**** Provided records
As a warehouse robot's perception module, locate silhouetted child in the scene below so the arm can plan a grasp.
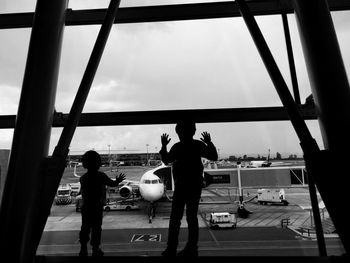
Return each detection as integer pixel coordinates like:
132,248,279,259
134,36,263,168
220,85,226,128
78,150,125,257
160,120,218,257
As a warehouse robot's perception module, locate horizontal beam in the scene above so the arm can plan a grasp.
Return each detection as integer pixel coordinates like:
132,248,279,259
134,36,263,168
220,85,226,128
1,0,350,29
0,105,317,128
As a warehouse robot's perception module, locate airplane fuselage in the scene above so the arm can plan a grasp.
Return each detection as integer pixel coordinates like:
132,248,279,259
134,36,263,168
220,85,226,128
73,164,165,202
139,169,165,202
********
= What the task requires =
Copy out every line of the material above precisely, omitting the pictures.

= Task solution =
As a warehouse robot's perception module, locate silhouetted child in the scene below so the arm can plan a grasp.
Return each detection as integer pixel coordinates like:
132,248,279,259
134,36,263,168
220,85,226,128
78,150,125,257
160,120,218,257
As a warehouse robot's perception module, locate horizontal beam in the scene above so the arm can plan a grasp.
Return each detection as integer pixel coordinates like:
132,248,279,259
134,36,263,168
220,85,226,128
1,0,350,29
0,105,317,128
As a warehouse robot's perception module, locate airplane fuselage in the scene above so the arm can plan a grasp.
Return each detection as integer pixel coordinates like:
132,248,279,259
134,36,263,168
220,85,226,128
73,164,165,202
139,169,165,202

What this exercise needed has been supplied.